**Page text**
• • • • •

A new study from researchers publishing on ArXiv shows that 10 yes/no questions — exactly 10 bits of information — can recover the majority of the performance difference between a weak and a powerful AI model on standard benchmarks, achieving compression ratios that are over 100 times smaller than the previous state of the art.
The paper, posted to ArXiv CS.LG in April 2025, explores how efficiently large language model (LLM) outputs can be compressed, covering both lossless compression — where the original text is recovered exactly — and lossy compression, where some information is sacrificed to achieve much smaller data sizes. The headline result involves a novel interactive protocol the authors call Question-Asking (QA) compression, inspired by the classic parlour game Twenty Questions.
How Question-Asking Compression Works
The core idea is straightforward. A smaller, less capable model iteratively asks yes/no questions to a larger, stronger model. Each answer transfers exactly one bit of information. After just 10 questions, the small model refines its response using only those 10 bits — no full text, no lengthy explanation, no model weights transferred.
Across 8 benchmarks spanning mathematics, science, and code, 10 binary questions recovered 23% to 72% of the capability gap between the small and large model on standard benchmarks. On harder benchmarks, the recovery was 7% to 38%. The compression ratios achieved — between 0.0006 and 0.004 — represent the fraction of the original data size needed to transmit this knowledge.
Ten bits of structured, question-driven information can transfer a significant fraction of what separates a weak AI model from a strong one.
To put that in concrete terms: if a large model's response runs to several hundred bytes, QA compression transmits the equivalent capability boost in roughly one byte or less of information. The authors report this is more than 100 times smaller than the compression ratios achieved by the leading prior method from Deletang et al. (2024).

• • • • •

**Material shown**

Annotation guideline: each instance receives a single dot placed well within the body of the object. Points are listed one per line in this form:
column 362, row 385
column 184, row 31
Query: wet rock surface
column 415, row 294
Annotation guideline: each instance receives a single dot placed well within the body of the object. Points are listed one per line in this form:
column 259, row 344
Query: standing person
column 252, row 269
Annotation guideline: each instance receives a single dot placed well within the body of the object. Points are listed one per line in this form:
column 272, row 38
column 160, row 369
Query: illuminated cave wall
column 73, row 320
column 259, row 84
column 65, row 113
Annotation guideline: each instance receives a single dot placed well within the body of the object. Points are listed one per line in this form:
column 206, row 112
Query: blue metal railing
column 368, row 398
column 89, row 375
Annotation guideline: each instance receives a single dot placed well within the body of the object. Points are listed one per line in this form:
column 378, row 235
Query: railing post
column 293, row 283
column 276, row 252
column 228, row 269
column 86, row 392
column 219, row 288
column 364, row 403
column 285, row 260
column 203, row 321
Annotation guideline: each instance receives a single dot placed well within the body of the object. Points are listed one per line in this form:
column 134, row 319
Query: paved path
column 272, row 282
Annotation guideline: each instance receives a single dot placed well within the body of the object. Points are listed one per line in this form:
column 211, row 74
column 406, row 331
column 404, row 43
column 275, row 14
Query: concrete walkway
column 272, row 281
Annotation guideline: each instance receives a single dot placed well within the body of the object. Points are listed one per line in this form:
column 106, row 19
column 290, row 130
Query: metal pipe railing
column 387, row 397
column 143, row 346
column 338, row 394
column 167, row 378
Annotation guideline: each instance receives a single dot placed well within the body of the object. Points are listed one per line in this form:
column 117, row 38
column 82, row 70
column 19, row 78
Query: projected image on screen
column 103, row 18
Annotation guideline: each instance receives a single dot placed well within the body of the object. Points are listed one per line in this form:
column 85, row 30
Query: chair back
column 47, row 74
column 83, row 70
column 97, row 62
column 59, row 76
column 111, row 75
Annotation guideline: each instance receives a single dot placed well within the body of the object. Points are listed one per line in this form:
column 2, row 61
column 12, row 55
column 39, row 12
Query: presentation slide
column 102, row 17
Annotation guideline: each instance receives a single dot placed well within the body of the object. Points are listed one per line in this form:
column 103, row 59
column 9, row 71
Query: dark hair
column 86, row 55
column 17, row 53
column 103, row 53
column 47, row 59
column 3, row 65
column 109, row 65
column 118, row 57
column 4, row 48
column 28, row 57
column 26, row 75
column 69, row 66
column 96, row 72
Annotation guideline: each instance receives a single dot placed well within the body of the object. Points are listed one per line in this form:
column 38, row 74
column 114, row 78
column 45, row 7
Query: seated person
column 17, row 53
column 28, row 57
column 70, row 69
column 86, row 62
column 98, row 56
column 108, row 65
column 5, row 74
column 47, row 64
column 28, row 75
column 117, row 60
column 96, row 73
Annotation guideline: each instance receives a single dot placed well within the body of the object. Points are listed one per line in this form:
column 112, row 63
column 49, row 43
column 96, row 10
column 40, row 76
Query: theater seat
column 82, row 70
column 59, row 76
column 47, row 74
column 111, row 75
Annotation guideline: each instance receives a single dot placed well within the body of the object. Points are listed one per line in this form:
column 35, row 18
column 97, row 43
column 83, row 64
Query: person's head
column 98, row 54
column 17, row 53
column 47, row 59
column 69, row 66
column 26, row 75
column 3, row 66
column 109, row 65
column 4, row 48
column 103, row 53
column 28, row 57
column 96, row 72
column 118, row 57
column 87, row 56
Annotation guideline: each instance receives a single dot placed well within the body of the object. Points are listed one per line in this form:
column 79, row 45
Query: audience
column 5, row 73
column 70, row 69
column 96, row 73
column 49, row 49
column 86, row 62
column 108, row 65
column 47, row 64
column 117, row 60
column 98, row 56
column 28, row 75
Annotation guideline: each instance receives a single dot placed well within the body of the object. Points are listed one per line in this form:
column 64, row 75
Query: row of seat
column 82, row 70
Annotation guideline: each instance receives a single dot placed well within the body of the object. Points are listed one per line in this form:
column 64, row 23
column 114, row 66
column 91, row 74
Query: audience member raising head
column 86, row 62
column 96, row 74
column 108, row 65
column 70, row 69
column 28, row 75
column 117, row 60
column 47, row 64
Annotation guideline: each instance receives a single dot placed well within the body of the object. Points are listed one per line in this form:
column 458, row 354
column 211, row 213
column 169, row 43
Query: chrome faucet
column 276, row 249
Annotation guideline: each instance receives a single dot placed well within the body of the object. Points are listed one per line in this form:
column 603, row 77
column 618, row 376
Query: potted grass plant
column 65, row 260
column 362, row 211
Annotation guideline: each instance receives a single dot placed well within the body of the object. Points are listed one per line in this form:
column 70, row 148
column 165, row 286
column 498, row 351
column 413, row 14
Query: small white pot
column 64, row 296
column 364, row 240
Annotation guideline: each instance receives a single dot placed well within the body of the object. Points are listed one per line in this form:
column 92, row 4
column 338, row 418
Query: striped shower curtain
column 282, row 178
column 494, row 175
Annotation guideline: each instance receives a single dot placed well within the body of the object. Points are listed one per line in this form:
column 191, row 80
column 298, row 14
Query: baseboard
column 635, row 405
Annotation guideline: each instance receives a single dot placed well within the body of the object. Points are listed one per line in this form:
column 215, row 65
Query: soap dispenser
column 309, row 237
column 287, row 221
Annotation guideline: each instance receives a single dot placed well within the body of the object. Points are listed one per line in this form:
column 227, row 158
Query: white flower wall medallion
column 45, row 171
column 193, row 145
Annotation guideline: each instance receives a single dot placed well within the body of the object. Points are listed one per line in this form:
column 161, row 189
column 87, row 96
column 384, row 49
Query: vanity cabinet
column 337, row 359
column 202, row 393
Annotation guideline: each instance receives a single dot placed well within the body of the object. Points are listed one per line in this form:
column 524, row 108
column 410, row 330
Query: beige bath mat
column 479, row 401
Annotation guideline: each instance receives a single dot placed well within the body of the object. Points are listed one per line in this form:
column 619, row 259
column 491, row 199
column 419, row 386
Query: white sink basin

• • • • •

**Assignment**
In the article on Question-Asking compression, what range of the capability gap did 10 binary questions recover on harder benchmarks?

**Answer for the task**
7% to 38%.